= Task details =
From the line containing "You are given the above image. An instance of white horse" through the last line of the entries below, repeat each line word for word and leave out the rest.

= Data section =
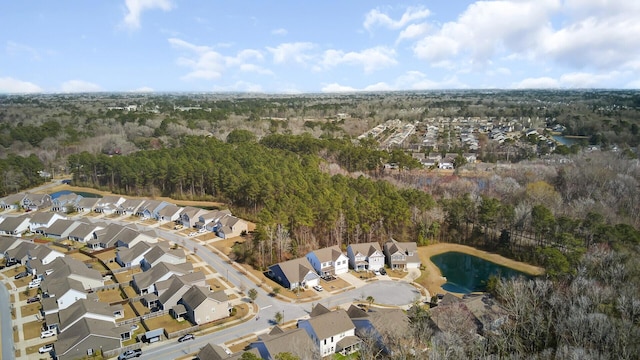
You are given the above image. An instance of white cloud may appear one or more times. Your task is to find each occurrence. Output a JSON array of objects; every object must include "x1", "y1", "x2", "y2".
[
  {"x1": 322, "y1": 46, "x2": 398, "y2": 73},
  {"x1": 267, "y1": 42, "x2": 315, "y2": 65},
  {"x1": 168, "y1": 38, "x2": 273, "y2": 80},
  {"x1": 511, "y1": 76, "x2": 560, "y2": 89},
  {"x1": 213, "y1": 81, "x2": 263, "y2": 93},
  {"x1": 271, "y1": 28, "x2": 288, "y2": 36},
  {"x1": 363, "y1": 7, "x2": 431, "y2": 30},
  {"x1": 129, "y1": 86, "x2": 155, "y2": 93},
  {"x1": 321, "y1": 83, "x2": 358, "y2": 93},
  {"x1": 0, "y1": 77, "x2": 42, "y2": 94},
  {"x1": 60, "y1": 80, "x2": 102, "y2": 93},
  {"x1": 396, "y1": 23, "x2": 429, "y2": 42},
  {"x1": 124, "y1": 0, "x2": 173, "y2": 29}
]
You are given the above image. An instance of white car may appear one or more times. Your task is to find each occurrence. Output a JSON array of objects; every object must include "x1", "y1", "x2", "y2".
[
  {"x1": 40, "y1": 330, "x2": 56, "y2": 339},
  {"x1": 38, "y1": 344, "x2": 53, "y2": 354}
]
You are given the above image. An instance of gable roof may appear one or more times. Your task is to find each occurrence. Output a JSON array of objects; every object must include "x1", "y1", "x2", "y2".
[
  {"x1": 272, "y1": 257, "x2": 317, "y2": 283},
  {"x1": 313, "y1": 245, "x2": 344, "y2": 263},
  {"x1": 349, "y1": 242, "x2": 382, "y2": 257}
]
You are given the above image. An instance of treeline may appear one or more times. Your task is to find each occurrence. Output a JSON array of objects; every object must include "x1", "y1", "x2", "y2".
[
  {"x1": 0, "y1": 155, "x2": 45, "y2": 196},
  {"x1": 68, "y1": 137, "x2": 435, "y2": 266}
]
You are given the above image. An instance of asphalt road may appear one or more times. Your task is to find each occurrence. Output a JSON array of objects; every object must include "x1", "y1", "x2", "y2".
[{"x1": 0, "y1": 284, "x2": 16, "y2": 360}]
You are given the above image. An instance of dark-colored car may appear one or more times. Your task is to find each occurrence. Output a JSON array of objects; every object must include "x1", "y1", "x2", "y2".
[
  {"x1": 178, "y1": 334, "x2": 196, "y2": 342},
  {"x1": 118, "y1": 349, "x2": 142, "y2": 360}
]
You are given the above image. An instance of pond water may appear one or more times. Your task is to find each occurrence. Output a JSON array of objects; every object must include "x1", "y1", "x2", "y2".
[
  {"x1": 49, "y1": 190, "x2": 102, "y2": 200},
  {"x1": 431, "y1": 252, "x2": 531, "y2": 294}
]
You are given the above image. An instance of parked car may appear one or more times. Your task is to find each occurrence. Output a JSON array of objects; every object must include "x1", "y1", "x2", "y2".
[
  {"x1": 38, "y1": 344, "x2": 53, "y2": 354},
  {"x1": 118, "y1": 349, "x2": 142, "y2": 360},
  {"x1": 40, "y1": 330, "x2": 57, "y2": 339},
  {"x1": 178, "y1": 334, "x2": 196, "y2": 342}
]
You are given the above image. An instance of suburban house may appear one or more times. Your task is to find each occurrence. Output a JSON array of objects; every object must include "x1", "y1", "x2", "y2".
[
  {"x1": 298, "y1": 304, "x2": 360, "y2": 357},
  {"x1": 156, "y1": 271, "x2": 207, "y2": 310},
  {"x1": 136, "y1": 200, "x2": 171, "y2": 220},
  {"x1": 67, "y1": 223, "x2": 104, "y2": 243},
  {"x1": 116, "y1": 241, "x2": 151, "y2": 268},
  {"x1": 76, "y1": 197, "x2": 100, "y2": 213},
  {"x1": 0, "y1": 215, "x2": 30, "y2": 237},
  {"x1": 214, "y1": 215, "x2": 248, "y2": 239},
  {"x1": 306, "y1": 245, "x2": 349, "y2": 276},
  {"x1": 140, "y1": 243, "x2": 187, "y2": 270},
  {"x1": 51, "y1": 193, "x2": 82, "y2": 213},
  {"x1": 347, "y1": 305, "x2": 410, "y2": 355},
  {"x1": 22, "y1": 194, "x2": 51, "y2": 211},
  {"x1": 157, "y1": 204, "x2": 182, "y2": 221},
  {"x1": 179, "y1": 285, "x2": 231, "y2": 325},
  {"x1": 93, "y1": 196, "x2": 127, "y2": 214},
  {"x1": 180, "y1": 206, "x2": 207, "y2": 228},
  {"x1": 249, "y1": 326, "x2": 320, "y2": 360},
  {"x1": 38, "y1": 219, "x2": 82, "y2": 239},
  {"x1": 347, "y1": 242, "x2": 384, "y2": 271},
  {"x1": 29, "y1": 212, "x2": 67, "y2": 233},
  {"x1": 269, "y1": 258, "x2": 320, "y2": 290},
  {"x1": 43, "y1": 256, "x2": 104, "y2": 290},
  {"x1": 41, "y1": 278, "x2": 87, "y2": 315},
  {"x1": 116, "y1": 199, "x2": 146, "y2": 215},
  {"x1": 0, "y1": 193, "x2": 25, "y2": 210},
  {"x1": 196, "y1": 209, "x2": 231, "y2": 231},
  {"x1": 0, "y1": 236, "x2": 22, "y2": 259},
  {"x1": 384, "y1": 239, "x2": 420, "y2": 270},
  {"x1": 133, "y1": 262, "x2": 193, "y2": 295}
]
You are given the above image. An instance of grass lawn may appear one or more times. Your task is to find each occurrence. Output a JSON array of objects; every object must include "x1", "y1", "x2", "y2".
[
  {"x1": 96, "y1": 288, "x2": 122, "y2": 303},
  {"x1": 144, "y1": 314, "x2": 193, "y2": 333},
  {"x1": 22, "y1": 321, "x2": 42, "y2": 340},
  {"x1": 20, "y1": 302, "x2": 41, "y2": 317}
]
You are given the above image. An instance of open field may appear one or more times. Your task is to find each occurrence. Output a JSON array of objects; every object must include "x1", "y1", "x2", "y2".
[{"x1": 416, "y1": 243, "x2": 544, "y2": 296}]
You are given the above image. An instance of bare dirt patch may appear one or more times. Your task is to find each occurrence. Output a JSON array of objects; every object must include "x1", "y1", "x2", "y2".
[{"x1": 416, "y1": 243, "x2": 544, "y2": 296}]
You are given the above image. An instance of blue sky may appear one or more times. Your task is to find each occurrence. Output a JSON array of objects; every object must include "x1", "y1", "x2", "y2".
[{"x1": 0, "y1": 0, "x2": 640, "y2": 93}]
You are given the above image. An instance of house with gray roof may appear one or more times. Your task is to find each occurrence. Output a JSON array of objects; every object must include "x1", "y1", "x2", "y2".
[
  {"x1": 269, "y1": 258, "x2": 320, "y2": 290},
  {"x1": 298, "y1": 304, "x2": 360, "y2": 357},
  {"x1": 179, "y1": 285, "x2": 231, "y2": 325},
  {"x1": 133, "y1": 262, "x2": 193, "y2": 295},
  {"x1": 347, "y1": 242, "x2": 384, "y2": 271},
  {"x1": 306, "y1": 245, "x2": 349, "y2": 276},
  {"x1": 384, "y1": 239, "x2": 421, "y2": 270},
  {"x1": 249, "y1": 326, "x2": 322, "y2": 360},
  {"x1": 0, "y1": 215, "x2": 30, "y2": 237}
]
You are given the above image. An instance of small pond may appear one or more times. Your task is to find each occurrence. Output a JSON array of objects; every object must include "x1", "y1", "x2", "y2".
[
  {"x1": 431, "y1": 252, "x2": 531, "y2": 294},
  {"x1": 50, "y1": 190, "x2": 102, "y2": 200}
]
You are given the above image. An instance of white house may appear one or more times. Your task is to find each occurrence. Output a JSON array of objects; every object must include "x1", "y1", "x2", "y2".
[
  {"x1": 347, "y1": 242, "x2": 384, "y2": 271},
  {"x1": 307, "y1": 245, "x2": 349, "y2": 276},
  {"x1": 298, "y1": 304, "x2": 360, "y2": 357}
]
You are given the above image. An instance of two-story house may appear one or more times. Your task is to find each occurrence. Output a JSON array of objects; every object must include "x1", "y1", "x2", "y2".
[
  {"x1": 347, "y1": 242, "x2": 384, "y2": 271},
  {"x1": 306, "y1": 245, "x2": 349, "y2": 276}
]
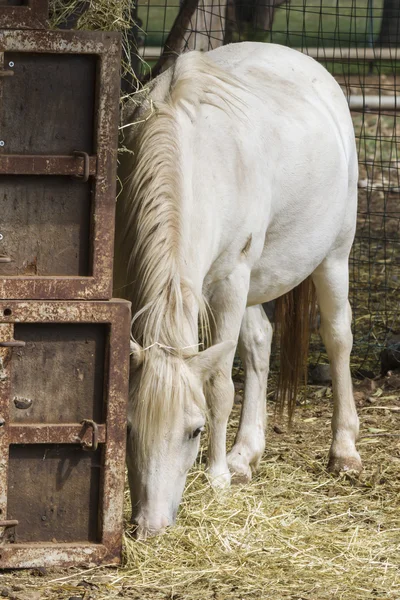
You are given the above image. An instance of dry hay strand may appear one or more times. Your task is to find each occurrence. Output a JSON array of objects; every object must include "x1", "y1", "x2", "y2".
[
  {"x1": 2, "y1": 380, "x2": 400, "y2": 600},
  {"x1": 49, "y1": 0, "x2": 140, "y2": 94}
]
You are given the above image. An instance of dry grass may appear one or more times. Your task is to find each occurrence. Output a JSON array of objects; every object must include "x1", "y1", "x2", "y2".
[
  {"x1": 2, "y1": 376, "x2": 400, "y2": 600},
  {"x1": 5, "y1": 14, "x2": 400, "y2": 600}
]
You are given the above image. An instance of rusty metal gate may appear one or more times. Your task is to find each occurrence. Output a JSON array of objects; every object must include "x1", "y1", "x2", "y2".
[
  {"x1": 0, "y1": 28, "x2": 120, "y2": 300},
  {"x1": 0, "y1": 300, "x2": 130, "y2": 568}
]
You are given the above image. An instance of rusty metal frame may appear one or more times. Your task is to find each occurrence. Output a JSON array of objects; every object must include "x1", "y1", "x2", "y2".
[
  {"x1": 0, "y1": 0, "x2": 49, "y2": 29},
  {"x1": 0, "y1": 300, "x2": 130, "y2": 569},
  {"x1": 0, "y1": 31, "x2": 121, "y2": 300}
]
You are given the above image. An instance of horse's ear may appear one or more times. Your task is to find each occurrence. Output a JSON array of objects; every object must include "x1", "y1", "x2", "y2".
[
  {"x1": 130, "y1": 340, "x2": 144, "y2": 369},
  {"x1": 190, "y1": 340, "x2": 236, "y2": 382}
]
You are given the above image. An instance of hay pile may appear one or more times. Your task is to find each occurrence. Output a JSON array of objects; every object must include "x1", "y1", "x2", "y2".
[
  {"x1": 1, "y1": 376, "x2": 400, "y2": 600},
  {"x1": 49, "y1": 0, "x2": 142, "y2": 90}
]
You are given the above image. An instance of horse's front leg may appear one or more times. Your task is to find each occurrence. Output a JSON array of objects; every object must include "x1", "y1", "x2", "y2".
[
  {"x1": 228, "y1": 304, "x2": 272, "y2": 483},
  {"x1": 206, "y1": 265, "x2": 250, "y2": 487}
]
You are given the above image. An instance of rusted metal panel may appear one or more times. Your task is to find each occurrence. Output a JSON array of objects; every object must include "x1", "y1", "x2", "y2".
[
  {"x1": 9, "y1": 423, "x2": 106, "y2": 446},
  {"x1": 0, "y1": 300, "x2": 130, "y2": 568},
  {"x1": 0, "y1": 31, "x2": 120, "y2": 300},
  {"x1": 0, "y1": 154, "x2": 97, "y2": 178},
  {"x1": 0, "y1": 0, "x2": 48, "y2": 29}
]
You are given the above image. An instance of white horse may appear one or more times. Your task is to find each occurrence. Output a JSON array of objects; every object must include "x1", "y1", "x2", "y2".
[{"x1": 115, "y1": 43, "x2": 361, "y2": 535}]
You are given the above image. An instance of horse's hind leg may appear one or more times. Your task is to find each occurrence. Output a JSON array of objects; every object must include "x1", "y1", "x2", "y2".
[
  {"x1": 312, "y1": 254, "x2": 362, "y2": 472},
  {"x1": 228, "y1": 305, "x2": 272, "y2": 482}
]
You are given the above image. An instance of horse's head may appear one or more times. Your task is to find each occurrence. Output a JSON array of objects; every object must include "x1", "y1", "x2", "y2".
[{"x1": 127, "y1": 342, "x2": 232, "y2": 537}]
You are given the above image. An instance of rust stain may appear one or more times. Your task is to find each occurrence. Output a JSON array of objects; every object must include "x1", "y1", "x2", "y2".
[
  {"x1": 0, "y1": 0, "x2": 49, "y2": 29},
  {"x1": 0, "y1": 31, "x2": 121, "y2": 300},
  {"x1": 0, "y1": 300, "x2": 130, "y2": 568}
]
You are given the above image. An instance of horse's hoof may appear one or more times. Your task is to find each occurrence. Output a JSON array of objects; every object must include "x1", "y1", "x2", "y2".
[
  {"x1": 328, "y1": 456, "x2": 362, "y2": 475},
  {"x1": 208, "y1": 471, "x2": 231, "y2": 490},
  {"x1": 227, "y1": 453, "x2": 252, "y2": 485},
  {"x1": 231, "y1": 467, "x2": 251, "y2": 485}
]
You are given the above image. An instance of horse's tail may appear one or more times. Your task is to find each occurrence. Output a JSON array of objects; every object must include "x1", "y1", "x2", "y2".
[{"x1": 275, "y1": 277, "x2": 316, "y2": 422}]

= Exercise response =
You are given the above image. An instance of white horse may appear one or more times. Your task is to find each occurrence. Output a JSON array of objects; every object must include "x1", "y1", "x2", "y2".
[{"x1": 115, "y1": 43, "x2": 361, "y2": 535}]
You are given the above image. An instance of horse's hind leg may appear one or more times. Your task is to find each occurrence. Output a JSON array of objects; every object must include "x1", "y1", "x2", "y2".
[
  {"x1": 312, "y1": 254, "x2": 362, "y2": 472},
  {"x1": 228, "y1": 305, "x2": 272, "y2": 482}
]
You are given the above image. An instance of horse's head may appear one or more times. Your task is to find each occurrence. Output a JSON array of objects; every object must include "x1", "y1", "x2", "y2".
[{"x1": 127, "y1": 342, "x2": 232, "y2": 537}]
You are given the above image. An instance of rust stain may appear one or more times. Your task is to find each occurrence. Output a JSON array of objects; every object must include "x1", "y1", "x2", "y2".
[
  {"x1": 0, "y1": 0, "x2": 49, "y2": 29},
  {"x1": 0, "y1": 31, "x2": 121, "y2": 300},
  {"x1": 0, "y1": 300, "x2": 130, "y2": 568}
]
You are given the above image. An instance of horse's hoof may appear one or more times. Your task is to find each occurrence. Output a JSON array of objects; every object must include "x1", "y1", "x2", "y2".
[
  {"x1": 328, "y1": 456, "x2": 362, "y2": 475},
  {"x1": 208, "y1": 471, "x2": 231, "y2": 490},
  {"x1": 227, "y1": 453, "x2": 252, "y2": 485},
  {"x1": 231, "y1": 467, "x2": 251, "y2": 485}
]
You are given the above image. An instance of horse's tail may appear one or more times. Your task is to find each occurrence. Output a JSON array of objects; every object must include "x1", "y1", "x2", "y2".
[{"x1": 275, "y1": 277, "x2": 316, "y2": 422}]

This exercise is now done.